Al despertar un día de Navidad, recordé una sagrada experiencia que tuve en Sudáfrica. Al entrar a un orfanato, donde pasaba mi tiempo libre, escuché a un niño llorar al fondo de un dormitorio. Fui a verlo. Estaba acostado, volteado hacia la pared. Mi corazón entristeció.
Lo levanté cuidadosamente y sentí que su cuerpo estaba frío y rígido. Lo sostuve en mis brazos, mirando al centro de la habitación. Al principio, me miró con ojos curiosos. Le canté en voz baja, mientras mis dedos acariciaban suavemente sus puños, para que los abra. Lentamente, sus músculos comenzaron a relajarse. De pronto, quedó dormido con una sonrisa en su rostro. Permanecí así un rato. contemplando el nacimiento de Jesús. Luego, él despertó y mirándome con sus ojos brillantes me dio una sonrisa. Cuando me preguntaron cómo conseguí que dejara de llorar, expliqué que él solo quería sentir que era aceptado y bienvenido a su mundo. Lo devolví a su cama, esta vez mirando hacia los otros niños. Entonces, fue un niño feliz.

**PROBLEMA BREVE A:** Reescribe de forma más breve el párrafo del relato que comienza con «Lo levanté cuidadosamente», conservando sus hechos principales.

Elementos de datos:
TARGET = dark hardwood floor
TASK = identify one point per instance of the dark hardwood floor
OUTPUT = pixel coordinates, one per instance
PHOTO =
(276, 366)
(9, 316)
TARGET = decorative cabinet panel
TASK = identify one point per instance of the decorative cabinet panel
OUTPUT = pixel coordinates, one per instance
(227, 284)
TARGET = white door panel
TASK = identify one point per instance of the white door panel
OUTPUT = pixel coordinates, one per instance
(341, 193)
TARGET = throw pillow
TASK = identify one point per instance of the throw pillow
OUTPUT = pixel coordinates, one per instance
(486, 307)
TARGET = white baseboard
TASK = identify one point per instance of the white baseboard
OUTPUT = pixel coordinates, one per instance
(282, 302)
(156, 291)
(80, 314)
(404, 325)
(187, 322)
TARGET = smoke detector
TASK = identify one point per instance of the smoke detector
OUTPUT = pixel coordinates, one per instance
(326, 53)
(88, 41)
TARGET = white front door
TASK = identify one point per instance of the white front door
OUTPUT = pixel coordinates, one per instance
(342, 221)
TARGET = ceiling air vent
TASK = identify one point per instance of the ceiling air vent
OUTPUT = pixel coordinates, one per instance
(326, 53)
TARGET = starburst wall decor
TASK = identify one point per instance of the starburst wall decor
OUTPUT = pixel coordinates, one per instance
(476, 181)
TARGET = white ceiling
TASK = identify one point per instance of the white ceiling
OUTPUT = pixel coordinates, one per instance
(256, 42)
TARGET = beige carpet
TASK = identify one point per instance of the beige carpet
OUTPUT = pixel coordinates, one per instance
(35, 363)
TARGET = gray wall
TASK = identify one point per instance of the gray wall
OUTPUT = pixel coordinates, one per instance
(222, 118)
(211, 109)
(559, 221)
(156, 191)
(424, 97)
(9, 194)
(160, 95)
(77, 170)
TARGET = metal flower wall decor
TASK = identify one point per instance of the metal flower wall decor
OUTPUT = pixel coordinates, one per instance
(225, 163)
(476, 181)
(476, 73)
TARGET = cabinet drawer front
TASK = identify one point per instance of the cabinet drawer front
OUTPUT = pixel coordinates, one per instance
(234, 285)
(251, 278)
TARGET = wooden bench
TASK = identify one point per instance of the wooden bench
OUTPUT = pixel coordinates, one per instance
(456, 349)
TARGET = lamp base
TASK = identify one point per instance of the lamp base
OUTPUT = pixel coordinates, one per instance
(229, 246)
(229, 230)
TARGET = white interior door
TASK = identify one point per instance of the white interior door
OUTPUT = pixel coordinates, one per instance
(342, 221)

**PROBLEMA BREVE B:** Redimensiona las filas de datos empezando por la que contiene "TARGET = wooden bench" y siguiendo hasta la última fila, ambas incluidas. Repítelas completas, con las solicitudes, y multiplica por 1,5 cada coordenada de las respuestas, redondeando a enteros con las mitades hacia arriba.

**RESPUESTA CORRECTA A:** El narrador levantó al niño, cuyo cuerpo estaba frío y rígido, y lo sostuvo mirando al centro de la habitación. Le cantó en voz baja y le acarició los puños hasta que sus músculos se relajaron y se durmió sonriendo. Mientras tanto, contempló el nacimiento de Jesús. Al despertar, el niño le sonrió. Cuando le preguntaron cómo logró calmarlo, explicó que solo quería sentirse aceptado y bienvenido a su mundo. Lo devolvió a su cama mirando hacia los otros niños, y el niño quedó feliz.

**RESPUESTA CORRECTA B:**
TARGET = wooden bench
TASK = identify one point per instance of the wooden bench
OUTPUT = pixel coordinates, one per instance
(684, 524)
TARGET = lamp base
TASK = identify one point per instance of the lamp base
OUTPUT = pixel coordinates, one per instance
(344, 369)
(344, 345)
TARGET = white interior door
TASK = identify one point per instance of the white interior door
OUTPUT = pixel coordinates, one per instance
(513, 332)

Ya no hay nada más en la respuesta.